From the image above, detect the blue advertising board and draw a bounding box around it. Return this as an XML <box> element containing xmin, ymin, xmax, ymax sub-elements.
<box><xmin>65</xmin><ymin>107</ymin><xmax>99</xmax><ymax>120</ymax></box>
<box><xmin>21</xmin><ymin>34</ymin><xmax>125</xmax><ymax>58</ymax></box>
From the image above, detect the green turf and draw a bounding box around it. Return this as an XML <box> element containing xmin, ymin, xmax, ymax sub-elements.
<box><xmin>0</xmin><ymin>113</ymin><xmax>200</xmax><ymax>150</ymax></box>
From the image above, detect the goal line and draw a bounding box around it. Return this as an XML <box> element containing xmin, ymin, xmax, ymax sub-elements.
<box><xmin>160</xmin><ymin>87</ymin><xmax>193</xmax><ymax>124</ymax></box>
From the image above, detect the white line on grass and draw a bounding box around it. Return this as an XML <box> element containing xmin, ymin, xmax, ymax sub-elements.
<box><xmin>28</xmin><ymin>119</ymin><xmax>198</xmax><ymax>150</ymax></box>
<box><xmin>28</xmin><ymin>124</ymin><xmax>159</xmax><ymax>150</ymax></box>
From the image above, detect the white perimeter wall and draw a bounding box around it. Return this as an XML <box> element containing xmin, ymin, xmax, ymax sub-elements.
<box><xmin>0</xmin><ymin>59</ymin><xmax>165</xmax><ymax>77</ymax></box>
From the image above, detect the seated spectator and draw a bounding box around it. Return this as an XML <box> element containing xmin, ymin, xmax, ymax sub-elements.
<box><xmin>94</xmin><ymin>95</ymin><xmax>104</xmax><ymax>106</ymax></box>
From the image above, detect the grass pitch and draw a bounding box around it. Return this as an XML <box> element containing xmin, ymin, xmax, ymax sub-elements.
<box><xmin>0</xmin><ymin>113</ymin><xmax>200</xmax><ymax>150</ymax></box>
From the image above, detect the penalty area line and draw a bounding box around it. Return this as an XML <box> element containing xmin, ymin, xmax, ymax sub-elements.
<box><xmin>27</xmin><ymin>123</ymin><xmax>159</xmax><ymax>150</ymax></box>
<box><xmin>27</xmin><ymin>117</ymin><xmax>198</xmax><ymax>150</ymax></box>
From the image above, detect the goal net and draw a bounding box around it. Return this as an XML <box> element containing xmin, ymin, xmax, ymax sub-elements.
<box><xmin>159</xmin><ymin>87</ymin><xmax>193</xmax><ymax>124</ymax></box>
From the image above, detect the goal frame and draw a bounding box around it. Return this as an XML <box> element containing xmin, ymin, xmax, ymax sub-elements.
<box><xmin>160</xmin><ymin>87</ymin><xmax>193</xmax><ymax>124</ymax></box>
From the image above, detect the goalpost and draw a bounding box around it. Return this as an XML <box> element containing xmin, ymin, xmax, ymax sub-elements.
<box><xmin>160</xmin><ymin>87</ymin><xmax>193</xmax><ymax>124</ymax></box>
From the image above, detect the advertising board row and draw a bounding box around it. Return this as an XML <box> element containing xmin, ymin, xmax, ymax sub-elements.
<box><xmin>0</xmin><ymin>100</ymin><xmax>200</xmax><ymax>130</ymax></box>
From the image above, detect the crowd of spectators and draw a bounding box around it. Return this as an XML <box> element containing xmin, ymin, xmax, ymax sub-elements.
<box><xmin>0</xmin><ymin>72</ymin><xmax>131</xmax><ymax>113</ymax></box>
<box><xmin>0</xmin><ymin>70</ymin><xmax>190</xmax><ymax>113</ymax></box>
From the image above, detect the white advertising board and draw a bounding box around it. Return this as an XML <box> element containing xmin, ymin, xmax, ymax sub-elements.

==========

### WORK REQUIRED:
Could you quote, exactly as they appear, the line containing "From the image above, detect the penalty" and every line after it to the end of the records above?

### CORRECT RESULT:
From the image above, detect the penalty area line and draw a bounding box around it. Return this as an XML <box> element containing xmin, ymin, xmax, ymax sub-elements.
<box><xmin>27</xmin><ymin>123</ymin><xmax>159</xmax><ymax>150</ymax></box>
<box><xmin>27</xmin><ymin>117</ymin><xmax>198</xmax><ymax>150</ymax></box>
From the image above, detect the goal net and draw a bounding box around it. Return this as an XML <box> element containing xmin, ymin, xmax, ymax sub-elements.
<box><xmin>159</xmin><ymin>87</ymin><xmax>193</xmax><ymax>124</ymax></box>
From the image above, detect the goal frame and draw a bounding box around it. Return this as an XML <box> element containing xmin, ymin, xmax, ymax sub-elements.
<box><xmin>160</xmin><ymin>87</ymin><xmax>193</xmax><ymax>124</ymax></box>
From the image above, detect the goalpost and draw a bounding box around it. Return this as an XML <box> element containing xmin, ymin, xmax, ymax sub-elements.
<box><xmin>160</xmin><ymin>87</ymin><xmax>193</xmax><ymax>124</ymax></box>
From the image above, detect the advertising board row and draw a bounding box around it. Return this as an XML <box> element containing xmin, ymin, xmax, ymax sub-elements.
<box><xmin>0</xmin><ymin>100</ymin><xmax>200</xmax><ymax>130</ymax></box>
From the image above, detect the crowd of spectators and draw a bounding box around it. Return this as an XML <box> element containing xmin, ymin, xmax, ymax sub-elements.
<box><xmin>0</xmin><ymin>72</ymin><xmax>131</xmax><ymax>113</ymax></box>
<box><xmin>0</xmin><ymin>70</ymin><xmax>190</xmax><ymax>113</ymax></box>
From the image above, detect the white advertising board and draw a bounding box around it. Return this as an XML <box> element containing xmin, ymin, xmax, ymax sub-elements.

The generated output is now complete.